Passacaglia by Heinrich Ignaz Franz Biber

Passacaglia in G minor (also known as Guardian Angel Passacaglia) is a composition for solo violin by Heinrich Ignaz Franz Biber, written around 1676. It concludes the cycle of the Rosary Sonatas (also called the Mystery Sonatas), which consists of 15 sonatas for violin and continuo and this final unaccompanied piece. It is considered one of the earliest and most significant solo violin works of the Baroque period, anticipating the solo violin works of Johann Sebastian Bach.

The Passacaglia is built on a repeating four-note bass line (G–F–E♭–D), over which Biber develops a set of virtuosic and expressive variations.

== Arrangements ==
Over the centuries, Biber's Passacaglia has been arranged for various instruments, reflecting its enduring influence and adaptability. While originally written for solo violin, it has been transcribed for keyboard, cello, lute, guitar, and piano, among others. These arrangements aim to capture the structural integrity and expressive intensity of the original work while exploring new timbral possibilities.

In 2024, Italian violist Marco Misciagna arranged Biber's Passacaglia for solo viola. This adaptation preserves the structure of the original while exploring the darker and more mellow tone of the viola. The arrangement was released as a live recording under the title Biber: Passacaglia for Solo Viola, Arranged by Marco Misciagna (Live), published by the MM label.

ASSIGNMENT 1:
Copy word for word the part of the passage on Biber's Passacaglia from "Passacaglia by Heinrich" up to and including "and expressive variations.".
ASSIGNMENT 2:
In the passage on Biber's Passacaglia, what repeating four-note bass line is the piece built on?
The data after this has no connection to the passage on Biber's Passacaglia.

[Stored data]
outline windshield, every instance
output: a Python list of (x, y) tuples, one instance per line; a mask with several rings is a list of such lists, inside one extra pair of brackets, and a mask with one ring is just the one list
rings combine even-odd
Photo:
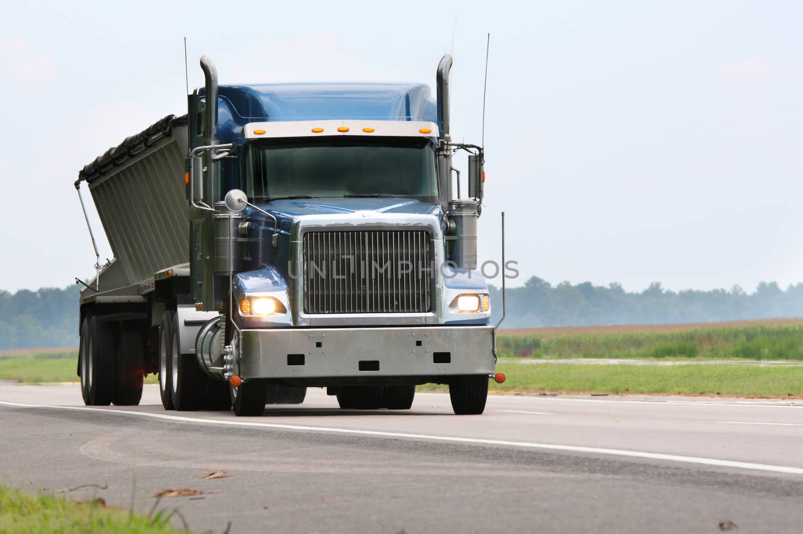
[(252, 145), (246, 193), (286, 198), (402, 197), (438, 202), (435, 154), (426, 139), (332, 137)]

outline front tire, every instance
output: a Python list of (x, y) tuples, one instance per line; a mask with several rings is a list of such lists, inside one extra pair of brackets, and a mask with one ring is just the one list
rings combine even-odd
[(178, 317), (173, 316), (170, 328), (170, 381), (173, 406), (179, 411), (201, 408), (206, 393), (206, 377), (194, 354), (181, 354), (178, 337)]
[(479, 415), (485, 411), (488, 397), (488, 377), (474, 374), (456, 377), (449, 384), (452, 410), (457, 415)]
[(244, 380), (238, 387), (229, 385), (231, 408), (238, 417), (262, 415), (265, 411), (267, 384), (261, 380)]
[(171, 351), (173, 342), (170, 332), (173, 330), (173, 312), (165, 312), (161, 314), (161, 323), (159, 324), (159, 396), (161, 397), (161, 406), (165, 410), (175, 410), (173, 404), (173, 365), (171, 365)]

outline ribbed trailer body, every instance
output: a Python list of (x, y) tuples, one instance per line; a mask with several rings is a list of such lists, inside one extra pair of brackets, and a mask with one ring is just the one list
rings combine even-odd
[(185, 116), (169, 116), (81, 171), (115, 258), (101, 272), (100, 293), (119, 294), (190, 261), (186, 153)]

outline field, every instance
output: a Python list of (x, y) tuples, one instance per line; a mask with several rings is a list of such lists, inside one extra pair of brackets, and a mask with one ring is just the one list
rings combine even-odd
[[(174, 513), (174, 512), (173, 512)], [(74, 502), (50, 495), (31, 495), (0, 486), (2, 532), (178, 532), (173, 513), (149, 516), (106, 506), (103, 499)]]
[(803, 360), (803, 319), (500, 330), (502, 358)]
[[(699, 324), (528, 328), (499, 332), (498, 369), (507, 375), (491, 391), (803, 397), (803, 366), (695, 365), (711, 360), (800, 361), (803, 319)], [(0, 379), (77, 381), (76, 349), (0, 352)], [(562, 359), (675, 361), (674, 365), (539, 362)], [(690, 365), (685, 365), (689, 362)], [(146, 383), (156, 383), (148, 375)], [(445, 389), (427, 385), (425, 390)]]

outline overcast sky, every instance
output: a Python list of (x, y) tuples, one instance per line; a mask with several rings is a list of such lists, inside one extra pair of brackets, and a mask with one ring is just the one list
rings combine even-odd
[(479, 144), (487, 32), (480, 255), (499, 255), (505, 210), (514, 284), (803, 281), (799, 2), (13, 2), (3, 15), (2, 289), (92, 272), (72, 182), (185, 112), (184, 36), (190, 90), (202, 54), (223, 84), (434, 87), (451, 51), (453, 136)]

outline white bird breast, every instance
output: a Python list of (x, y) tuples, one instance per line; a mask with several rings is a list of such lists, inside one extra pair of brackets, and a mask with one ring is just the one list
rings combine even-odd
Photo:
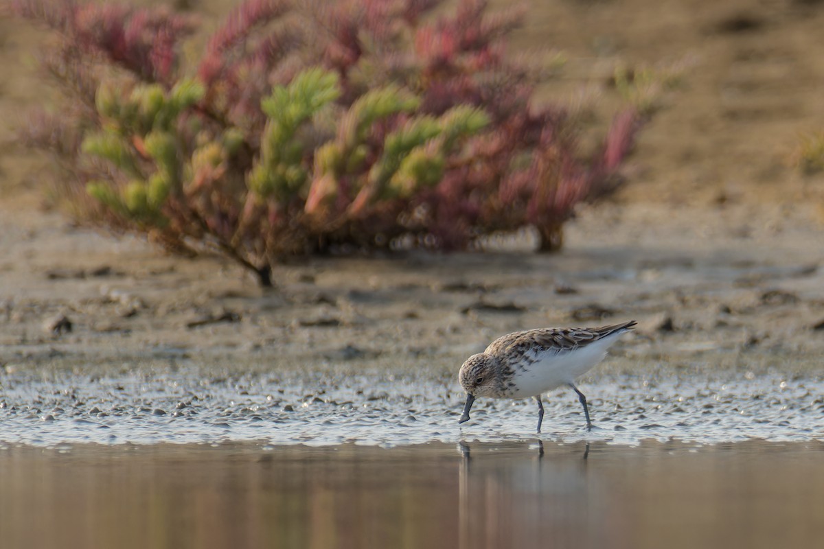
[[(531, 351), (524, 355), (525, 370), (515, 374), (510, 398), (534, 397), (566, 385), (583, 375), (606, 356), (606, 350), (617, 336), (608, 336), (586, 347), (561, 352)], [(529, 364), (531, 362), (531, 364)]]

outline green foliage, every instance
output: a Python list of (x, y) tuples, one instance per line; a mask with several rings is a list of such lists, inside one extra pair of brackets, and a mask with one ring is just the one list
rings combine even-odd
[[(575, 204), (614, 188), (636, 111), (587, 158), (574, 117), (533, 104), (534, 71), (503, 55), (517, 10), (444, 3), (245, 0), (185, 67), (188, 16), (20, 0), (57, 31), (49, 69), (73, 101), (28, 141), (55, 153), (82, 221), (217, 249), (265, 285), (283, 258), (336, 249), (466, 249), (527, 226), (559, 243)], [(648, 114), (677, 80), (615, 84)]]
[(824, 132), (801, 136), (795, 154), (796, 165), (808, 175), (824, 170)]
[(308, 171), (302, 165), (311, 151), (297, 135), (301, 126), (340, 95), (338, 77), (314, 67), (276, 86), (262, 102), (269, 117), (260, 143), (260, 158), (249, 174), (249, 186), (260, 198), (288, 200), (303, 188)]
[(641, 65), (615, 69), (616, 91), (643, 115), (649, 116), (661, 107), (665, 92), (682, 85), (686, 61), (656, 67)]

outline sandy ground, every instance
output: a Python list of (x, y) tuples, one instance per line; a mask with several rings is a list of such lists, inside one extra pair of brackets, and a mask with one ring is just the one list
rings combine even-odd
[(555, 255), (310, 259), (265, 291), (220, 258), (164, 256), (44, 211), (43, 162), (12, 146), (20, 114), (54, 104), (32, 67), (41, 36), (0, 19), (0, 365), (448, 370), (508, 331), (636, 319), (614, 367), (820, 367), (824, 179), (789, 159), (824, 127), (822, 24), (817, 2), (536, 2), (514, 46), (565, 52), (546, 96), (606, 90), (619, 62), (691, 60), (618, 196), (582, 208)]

SOLUTION 1:
Passacaglia by Heinrich Ignaz Franz Biber

Passacaglia in G minor (also known as Guardian Angel Passacaglia) is a composition for solo violin by Heinrich Ignaz Franz Biber, written around 1676. It concludes the cycle of the Rosary Sonatas (also called the Mystery Sonatas), which consists of 15 sonatas for violin and continuo and this final unaccompanied piece. It is considered one of the earliest and most significant solo violin works of the Baroque period, anticipating the solo violin works of Johann Sebastian Bach.

The Passacaglia is built on a repeating four-note bass line (G–F–E♭–D), over which Biber develops a set of virtuosic and expressive variations.

SOLUTION 2:
G–F–E♭–D